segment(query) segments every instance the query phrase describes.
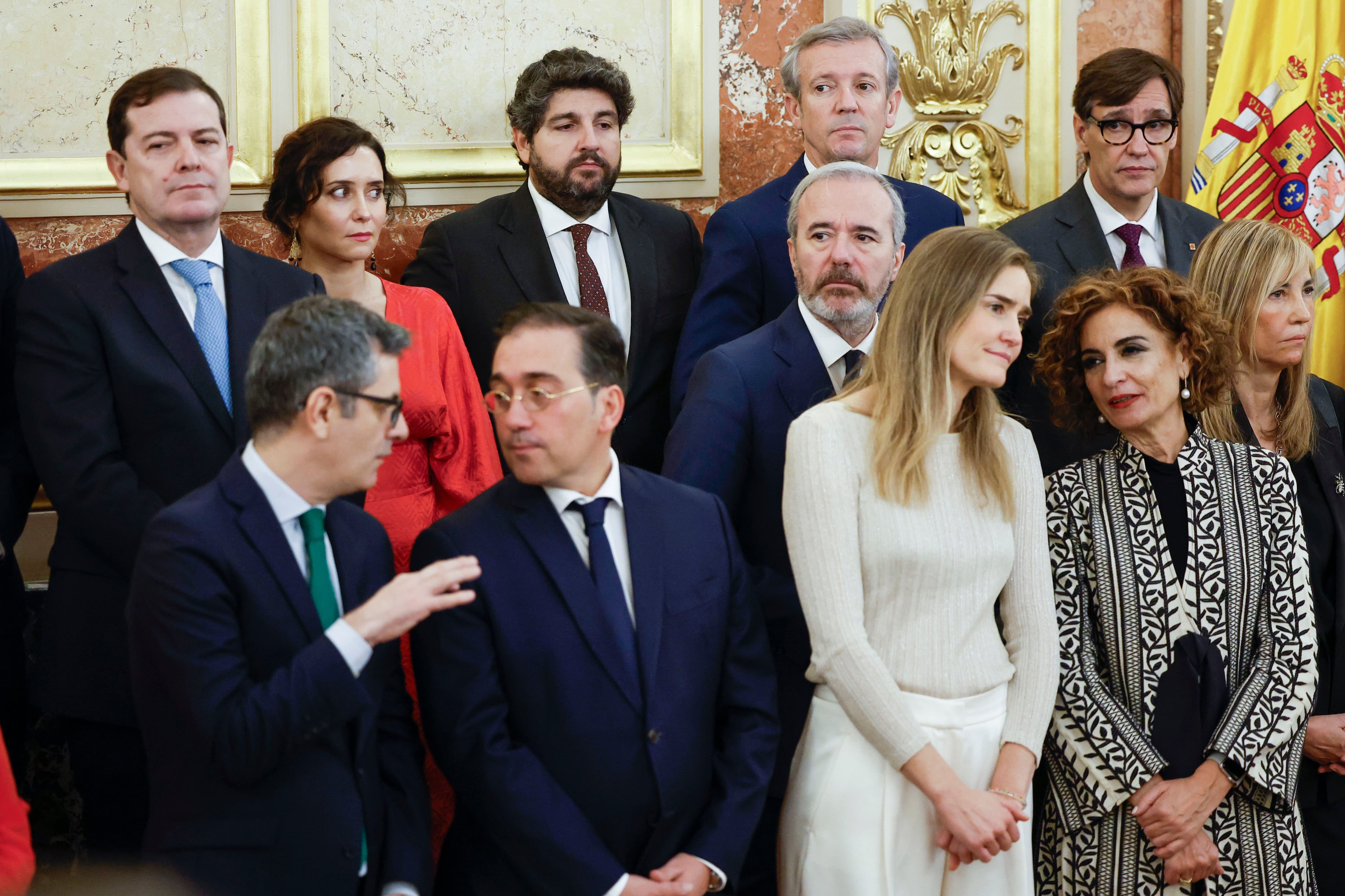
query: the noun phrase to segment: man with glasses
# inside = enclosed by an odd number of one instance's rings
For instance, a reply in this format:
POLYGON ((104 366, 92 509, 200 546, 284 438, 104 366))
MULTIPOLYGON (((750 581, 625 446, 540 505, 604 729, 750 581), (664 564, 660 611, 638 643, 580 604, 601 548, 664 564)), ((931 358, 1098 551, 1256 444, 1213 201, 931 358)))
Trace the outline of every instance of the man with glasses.
POLYGON ((340 494, 406 438, 410 334, 315 296, 247 365, 254 437, 149 524, 130 677, 145 852, 221 896, 429 893, 429 799, 398 638, 472 599, 475 557, 393 578, 382 525, 340 494))
POLYGON ((482 564, 412 633, 457 794, 437 892, 701 896, 748 852, 779 731, 761 611, 724 504, 612 451, 624 386, 607 317, 510 310, 486 403, 512 476, 412 551, 482 564))
POLYGON ((1075 141, 1088 169, 1063 196, 1002 227, 1041 266, 1041 289, 1024 329, 1024 347, 1001 390, 1026 418, 1045 473, 1092 454, 1100 445, 1050 424, 1045 390, 1032 382, 1046 317, 1056 297, 1081 274, 1104 267, 1167 267, 1181 275, 1219 219, 1158 192, 1177 146, 1182 77, 1145 50, 1104 52, 1079 71, 1075 141))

▬▬▬▬▬▬

**SHORT TASK**
Repeat the material above word for word, but leave out the picture.

**TASK SOLUTION**
segment(query) segments every instance the query phrase describes.
query: the noun phrase to segment: man with glasses
# inside = enclosed by an odd number of one instance's rings
For instance, a reply in this format:
POLYGON ((104 366, 92 509, 200 546, 284 438, 104 366))
MULTIPOLYGON (((750 581, 625 446, 540 505, 604 729, 750 581), (664 564, 660 611, 638 643, 580 604, 601 548, 664 564)), ((931 358, 1098 551, 1256 444, 1213 201, 931 358)))
Trace the outline of every instance of the man with glasses.
POLYGON ((340 494, 406 438, 410 334, 315 296, 247 365, 254 437, 149 524, 130 677, 145 852, 221 896, 429 893, 429 799, 398 638, 472 599, 475 557, 393 578, 382 525, 340 494))
POLYGON ((482 564, 412 633, 457 794, 437 892, 701 896, 748 852, 779 731, 761 611, 724 504, 612 451, 624 386, 607 317, 510 310, 486 403, 512 476, 412 551, 482 564))
POLYGON ((1075 141, 1088 169, 1063 196, 1002 227, 1041 266, 1041 289, 1024 329, 1024 347, 1001 390, 1026 418, 1045 473, 1092 454, 1100 445, 1050 424, 1045 390, 1032 382, 1046 317, 1056 297, 1081 274, 1104 267, 1167 267, 1181 275, 1219 219, 1158 192, 1177 146, 1182 77, 1145 50, 1104 52, 1079 71, 1075 141))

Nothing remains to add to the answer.